# Work instructions
Return, without anything added, the lines from the one containing "Query: purple flower" through the end of the entries below, exactly as written.
═══ Exercise data ═══
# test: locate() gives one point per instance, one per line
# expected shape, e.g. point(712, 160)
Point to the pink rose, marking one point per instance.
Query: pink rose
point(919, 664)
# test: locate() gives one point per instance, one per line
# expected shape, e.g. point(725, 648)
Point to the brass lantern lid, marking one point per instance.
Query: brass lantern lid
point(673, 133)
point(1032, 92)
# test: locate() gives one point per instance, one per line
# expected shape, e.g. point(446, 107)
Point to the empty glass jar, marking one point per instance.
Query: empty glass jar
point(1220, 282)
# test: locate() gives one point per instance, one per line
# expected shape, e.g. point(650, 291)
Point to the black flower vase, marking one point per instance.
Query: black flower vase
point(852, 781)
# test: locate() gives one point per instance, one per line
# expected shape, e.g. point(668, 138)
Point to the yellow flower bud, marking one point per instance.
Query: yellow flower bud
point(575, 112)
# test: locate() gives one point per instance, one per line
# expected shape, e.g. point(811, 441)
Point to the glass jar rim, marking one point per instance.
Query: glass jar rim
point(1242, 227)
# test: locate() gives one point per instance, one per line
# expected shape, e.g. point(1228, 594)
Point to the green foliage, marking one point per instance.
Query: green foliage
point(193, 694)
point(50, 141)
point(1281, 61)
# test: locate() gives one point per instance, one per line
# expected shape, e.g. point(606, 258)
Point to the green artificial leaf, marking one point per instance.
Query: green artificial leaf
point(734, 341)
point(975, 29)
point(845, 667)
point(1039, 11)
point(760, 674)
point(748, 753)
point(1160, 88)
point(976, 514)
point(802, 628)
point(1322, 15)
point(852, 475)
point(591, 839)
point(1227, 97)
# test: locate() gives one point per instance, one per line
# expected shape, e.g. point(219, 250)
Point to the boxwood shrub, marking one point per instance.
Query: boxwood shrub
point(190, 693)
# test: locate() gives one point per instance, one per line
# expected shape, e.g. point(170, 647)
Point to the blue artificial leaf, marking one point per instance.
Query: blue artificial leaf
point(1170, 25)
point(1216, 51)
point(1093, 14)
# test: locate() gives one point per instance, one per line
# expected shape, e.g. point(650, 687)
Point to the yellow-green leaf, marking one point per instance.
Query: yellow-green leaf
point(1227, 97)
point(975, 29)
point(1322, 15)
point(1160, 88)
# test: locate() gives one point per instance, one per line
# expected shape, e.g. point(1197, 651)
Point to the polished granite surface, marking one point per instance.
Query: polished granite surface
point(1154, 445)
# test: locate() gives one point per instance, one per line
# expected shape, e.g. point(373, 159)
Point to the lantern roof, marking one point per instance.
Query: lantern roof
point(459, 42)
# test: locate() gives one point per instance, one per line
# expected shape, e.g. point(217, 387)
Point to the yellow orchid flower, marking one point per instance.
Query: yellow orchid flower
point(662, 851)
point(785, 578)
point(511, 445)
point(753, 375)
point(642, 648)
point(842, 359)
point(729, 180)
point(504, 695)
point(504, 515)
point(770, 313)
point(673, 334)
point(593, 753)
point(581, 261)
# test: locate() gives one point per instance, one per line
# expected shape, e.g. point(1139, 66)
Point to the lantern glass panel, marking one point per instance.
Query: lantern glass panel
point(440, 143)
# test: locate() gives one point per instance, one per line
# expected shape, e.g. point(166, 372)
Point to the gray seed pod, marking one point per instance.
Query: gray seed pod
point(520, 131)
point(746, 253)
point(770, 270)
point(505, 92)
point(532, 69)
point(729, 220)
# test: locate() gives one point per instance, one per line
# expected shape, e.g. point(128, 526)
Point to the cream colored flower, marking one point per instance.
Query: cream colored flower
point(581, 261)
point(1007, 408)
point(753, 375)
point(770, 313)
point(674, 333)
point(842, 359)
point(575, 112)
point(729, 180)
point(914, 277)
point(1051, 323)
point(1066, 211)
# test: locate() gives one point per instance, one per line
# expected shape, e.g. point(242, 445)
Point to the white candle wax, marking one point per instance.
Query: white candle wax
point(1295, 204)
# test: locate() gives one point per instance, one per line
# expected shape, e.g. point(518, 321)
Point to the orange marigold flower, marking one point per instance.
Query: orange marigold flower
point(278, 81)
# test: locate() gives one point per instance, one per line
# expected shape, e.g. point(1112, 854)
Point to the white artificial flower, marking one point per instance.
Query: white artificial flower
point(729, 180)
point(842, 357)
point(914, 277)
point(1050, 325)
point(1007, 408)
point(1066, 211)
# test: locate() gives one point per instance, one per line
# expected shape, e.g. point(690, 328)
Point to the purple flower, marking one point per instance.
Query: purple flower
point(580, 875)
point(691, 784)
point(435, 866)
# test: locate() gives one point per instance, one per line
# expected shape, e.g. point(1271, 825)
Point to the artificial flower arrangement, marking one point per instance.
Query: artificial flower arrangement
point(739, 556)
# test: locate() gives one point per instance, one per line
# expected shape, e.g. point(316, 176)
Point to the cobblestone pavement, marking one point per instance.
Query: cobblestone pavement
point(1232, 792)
═══
# Exercise result
Query: purple flower
point(580, 875)
point(691, 784)
point(435, 866)
# test: locate() gives one point per instance, one per line
# expected shape, e.g. point(1271, 825)
Point to the artificial flower arrangement, marking one point per instance.
Query: artificial flower arrangement
point(739, 556)
# test: locate() gives one point per instance, one per line
# expected shape, e.g. point(316, 176)
Point to the cobblestone pavement, marking one point per instance.
Query: cobblestone pavement
point(1232, 792)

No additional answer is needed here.